STATED EXERCISE: Rewrite the passage on porting games to the Mac starting at "For Feral Interactive, responsible" and ending at "day as Windows.", with "strategy games" replaced by "simulation games".

SELECTED EXTRACT:
>> Begin

For Feral Interactive, responsible for porting Tomb Raider, the Total War series and XCOM, among others, strategy games tend to be the best sellers. It's no surprise, then, that XCOM: Enemy Within is due to release on Mac on the same day as Windows.

It's easy to look down on having to wait a few months for games, but in this, Windows and Mac users aren't so different. Too often, the PC finds itself getting the short end of the joystick, getting console ports that are often delayed or badly done. Now spare a thought for your Mac-playing brothers. Windows is the console to them.

Console yourself


As with console games coming to PC, the problem for Mac games is the effort involved in getting the ports working well. The Direct3D elements used to power the graphics in Windows games must become OpenGL elements for Macs, and the whole thing needs to run on the different software platform.

"In the past we have found that some new graphics effects available in the latest version of DirectX are not easily reproduced on the Mac using OpenGL," says David Stephen, managing director of Feral Interactive. "In such cases, we look for the best way to create those effects with the minimum hit on performance, but there is usually a trade-off involved. However, Apple's support for OpenGL 4.0 and 4.1 in Mavericks means that more processing can now be done natively on the graphics card, and that will definitely help with the performance side of things."

>> End

PROVIDED RECORDS:

>> Begin

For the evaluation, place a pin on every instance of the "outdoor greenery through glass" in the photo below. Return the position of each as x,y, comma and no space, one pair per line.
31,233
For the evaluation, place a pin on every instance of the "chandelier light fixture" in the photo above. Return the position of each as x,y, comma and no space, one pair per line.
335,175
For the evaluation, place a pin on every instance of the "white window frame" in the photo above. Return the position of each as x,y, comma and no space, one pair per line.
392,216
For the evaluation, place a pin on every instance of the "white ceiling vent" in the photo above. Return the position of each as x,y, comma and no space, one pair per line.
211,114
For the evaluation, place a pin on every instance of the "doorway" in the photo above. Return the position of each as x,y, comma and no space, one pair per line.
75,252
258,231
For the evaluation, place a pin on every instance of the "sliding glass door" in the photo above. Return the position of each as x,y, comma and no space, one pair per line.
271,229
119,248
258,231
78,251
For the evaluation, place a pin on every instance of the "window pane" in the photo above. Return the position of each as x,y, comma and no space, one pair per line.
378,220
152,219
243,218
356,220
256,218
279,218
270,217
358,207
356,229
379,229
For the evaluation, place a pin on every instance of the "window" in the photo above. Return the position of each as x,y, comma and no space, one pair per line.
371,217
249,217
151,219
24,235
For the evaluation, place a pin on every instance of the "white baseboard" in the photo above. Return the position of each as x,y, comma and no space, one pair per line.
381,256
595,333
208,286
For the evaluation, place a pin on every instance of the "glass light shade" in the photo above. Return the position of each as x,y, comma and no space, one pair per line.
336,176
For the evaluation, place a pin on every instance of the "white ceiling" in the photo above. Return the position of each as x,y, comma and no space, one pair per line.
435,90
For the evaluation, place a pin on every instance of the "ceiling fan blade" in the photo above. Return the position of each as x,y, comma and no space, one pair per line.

>> End

FINISHED EXERCISE:
For Feral Interactive, responsible for porting Tomb Raider, the Total War series and XCOM, among others, simulation games tend to be the best sellers. It's no surprise, then, that XCOM: Enemy Within is due to release on Mac on the same day as Windows.